_TRECHO PARA LEITURA_
......

Em grandes empresas e instituições de saúde e ensino ao redor do mundo ficou comum questionar por que membros dessas comunidades não realizaram testes rotineiros de COVID. Mesmo vacinado, para se ter acesso a certos ambientes somente concordando em testar a possível contaminação. Isso gera situações esdrúxulas, como cobrar testes de pessoas que estão de férias – logo, não estão nem frequentando os ambientes nem mesmo muitas vezes estão na mesma cidade – ou viajando a trabalho, sob ameaça de punição disciplinar.
Varia de empresa para empresa se a consulta vem do RH ou de um comitê formado para gerir a COVID. São protocolos a cargo das firmas e outras organizações e se relacionam com diretivas do Estado em níveis variados a depender do país. No todo, são chateações que salvam vidas.
Há muita discussão sobre um eventual recrudescimento autoritário, mas mesmo que a tendência esteja aí a pandemia não é causa. Como o autoritarismo se manifesta tanto em gente que exige proteção quanto em gente que se ofende com proteção, o vírus certamente não é ideológico – ele apenas cutuca e aflora os instintos característicos das pessoas. E mata – felizmente cada vez menos por conta da vacinação. As experiências mundiais mostram que a vacina é o melhor remédio. Por isso, de imediato, países que mais vacinam têm menos mortes.

......

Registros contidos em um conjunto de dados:
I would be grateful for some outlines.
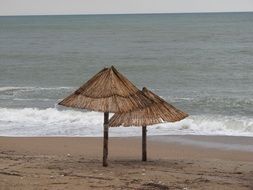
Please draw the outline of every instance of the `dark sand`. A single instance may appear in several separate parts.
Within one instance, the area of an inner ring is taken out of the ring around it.
[[[110,138],[102,167],[101,138],[0,137],[0,190],[253,189],[253,138]]]

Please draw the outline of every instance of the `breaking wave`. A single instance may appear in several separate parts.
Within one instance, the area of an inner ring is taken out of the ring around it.
[[[0,108],[0,136],[102,136],[103,114],[57,108]],[[253,119],[194,115],[148,127],[149,135],[229,135],[253,137]],[[110,128],[110,136],[140,136],[138,127]]]

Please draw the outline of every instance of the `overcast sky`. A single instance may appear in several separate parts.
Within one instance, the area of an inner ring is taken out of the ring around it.
[[[253,11],[253,0],[0,0],[0,15]]]

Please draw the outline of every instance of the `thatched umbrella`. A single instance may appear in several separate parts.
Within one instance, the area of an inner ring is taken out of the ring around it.
[[[107,166],[109,112],[142,109],[152,101],[113,66],[104,68],[59,104],[104,112],[103,166]]]
[[[117,126],[142,126],[142,160],[147,160],[147,125],[154,125],[163,122],[176,122],[188,116],[187,113],[180,111],[165,100],[143,88],[142,92],[153,101],[152,104],[141,110],[135,110],[127,113],[116,113],[109,121],[110,127]]]

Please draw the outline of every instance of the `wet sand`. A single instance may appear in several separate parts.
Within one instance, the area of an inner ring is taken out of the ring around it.
[[[139,137],[0,137],[1,190],[253,189],[253,138],[149,136],[148,161]]]

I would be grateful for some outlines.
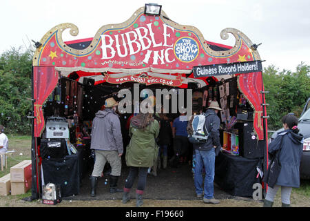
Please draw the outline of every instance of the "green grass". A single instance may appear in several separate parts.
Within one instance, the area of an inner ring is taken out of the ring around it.
[[[15,152],[7,155],[8,168],[0,171],[0,177],[10,173],[12,166],[25,160],[31,160],[31,136],[8,135],[9,151]],[[23,153],[22,155],[20,155]]]
[[[8,139],[10,140],[31,140],[31,135],[14,135],[14,134],[7,134]]]
[[[293,191],[310,198],[310,180],[300,180],[300,186],[299,188],[293,188]]]

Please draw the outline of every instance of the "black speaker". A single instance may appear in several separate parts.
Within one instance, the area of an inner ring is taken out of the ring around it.
[[[61,158],[68,155],[65,139],[41,139],[40,155],[42,158]]]
[[[83,79],[83,84],[86,86],[93,86],[94,85],[94,79],[90,77],[84,77]]]
[[[189,82],[187,84],[187,88],[188,89],[197,89],[198,88],[198,83],[194,83],[194,82]]]
[[[239,155],[247,159],[264,157],[264,148],[258,145],[257,135],[254,133],[252,121],[238,122],[235,125],[239,134]]]

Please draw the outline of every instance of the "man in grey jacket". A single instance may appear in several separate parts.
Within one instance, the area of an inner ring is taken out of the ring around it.
[[[92,122],[90,148],[95,151],[95,163],[91,176],[91,196],[96,195],[98,179],[106,162],[111,165],[110,180],[111,193],[123,192],[117,188],[117,181],[121,175],[123,154],[123,137],[118,116],[115,113],[118,103],[112,98],[105,100],[105,109],[96,113]]]
[[[207,142],[201,144],[193,144],[196,155],[196,166],[194,181],[197,198],[203,195],[205,203],[218,204],[220,201],[214,199],[214,180],[216,150],[220,150],[220,120],[217,113],[222,110],[217,102],[211,102],[205,112],[205,126],[209,133]],[[218,151],[216,151],[218,152]],[[205,166],[205,184],[203,185],[203,168]]]

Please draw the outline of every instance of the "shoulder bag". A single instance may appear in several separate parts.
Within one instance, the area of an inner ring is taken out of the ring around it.
[[[262,178],[262,182],[267,183],[268,186],[271,188],[273,188],[276,185],[278,177],[279,177],[280,171],[281,171],[281,164],[280,163],[279,158],[280,153],[281,152],[282,148],[282,140],[283,137],[282,137],[281,142],[280,142],[279,150],[270,157],[270,160],[269,160],[268,164],[268,170]]]

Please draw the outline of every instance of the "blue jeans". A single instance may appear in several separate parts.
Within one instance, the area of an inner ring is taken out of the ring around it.
[[[195,184],[196,193],[202,194],[204,191],[204,198],[211,199],[214,198],[214,181],[215,167],[215,149],[210,151],[199,151],[195,150],[196,166],[194,182]],[[205,184],[203,189],[203,169],[205,166]]]
[[[161,154],[162,152],[163,152],[163,156],[168,155],[168,145],[160,145],[159,146],[158,157],[161,157]]]

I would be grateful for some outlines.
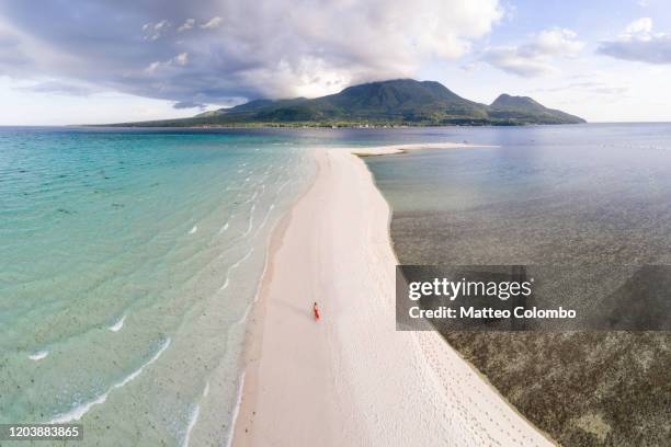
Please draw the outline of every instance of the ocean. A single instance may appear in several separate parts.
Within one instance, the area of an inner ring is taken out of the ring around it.
[[[365,159],[401,264],[543,267],[556,303],[577,300],[600,321],[669,321],[668,303],[642,298],[663,300],[668,274],[640,273],[671,264],[670,124],[433,133],[492,147]],[[668,444],[668,331],[439,331],[560,445]]]
[[[0,127],[0,424],[227,445],[271,231],[316,173],[310,148],[440,141],[493,147],[365,159],[401,262],[671,260],[667,124]]]
[[[315,174],[300,145],[0,128],[0,423],[225,445],[270,233]]]

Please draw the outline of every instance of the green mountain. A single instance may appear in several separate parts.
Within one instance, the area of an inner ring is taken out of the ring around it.
[[[525,124],[575,124],[584,119],[547,108],[528,96],[502,94],[491,103],[488,114],[492,119],[514,119]]]
[[[353,85],[316,99],[255,100],[192,118],[118,126],[236,125],[525,125],[584,123],[531,98],[502,94],[491,105],[468,101],[434,81],[398,79]]]

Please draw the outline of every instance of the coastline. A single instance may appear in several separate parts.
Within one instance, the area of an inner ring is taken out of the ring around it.
[[[234,446],[551,445],[436,332],[395,330],[390,209],[356,156],[466,146],[316,150],[249,320]]]

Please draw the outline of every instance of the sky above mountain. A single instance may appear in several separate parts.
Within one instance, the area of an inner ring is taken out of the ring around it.
[[[430,79],[671,121],[667,0],[0,1],[0,125],[191,116]]]

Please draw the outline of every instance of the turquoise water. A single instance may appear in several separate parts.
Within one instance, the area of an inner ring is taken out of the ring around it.
[[[225,445],[270,232],[315,171],[299,146],[0,128],[0,423]]]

......

_INSTRUÇÕES_
**A)** Diga se cada afirmação abaixo está de acordo com o texto sobre testes de COVID, respondendo sim ou não e citando as palavras do texto que decidem a questão. (i) A consulta sobre os testes sempre parte do RH. (ii) O vírus não é ideológico. (iii) Os países que mais vacinam têm mais mortes.
**B)** Reproduza palavra por palavra tudo o que vai de "Varia de empresa" até "têm menos mortes." no texto sobre testes de COVID.
**C)** Traduza para o inglês a frase do texto sobre testes de COVID "As experiências mundiais mostram que a vacina é o melhor remédio."

_RESPOSTAS POR TAREFA_
**A)**
(i) Não: "Varia de empresa para empresa se a consulta vem do RH ou de um comitê formado para gerir a COVID."
(ii) Sim: "o vírus certamente não é ideológico"
(iii) Não: "países que mais vacinam têm menos mortes."

**B)**
Varia de empresa para empresa se a consulta vem do RH ou de um comitê formado para gerir a COVID. São protocolos a cargo das firmas e outras organizações e se relacionam com diretivas do Estado em níveis variados a depender do país. No todo, são chateações que salvam vidas.
Há muita discussão sobre um eventual recrudescimento autoritário, mas mesmo que a tendência esteja aí a pandemia não é causa. Como o autoritarismo se manifesta tanto em gente que exige proteção quanto em gente que se ofende com proteção, o vírus certamente não é ideológico – ele apenas cutuca e aflora os instintos característicos das pessoas. E mata – felizmente cada vez menos por conta da vacinação. As experiências mundiais mostram que a vacina é o melhor remédio. Por isso, de imediato, países que mais vacinam têm menos mortes.

**C)** Experiences around the world show that the vaccine is the best remedy.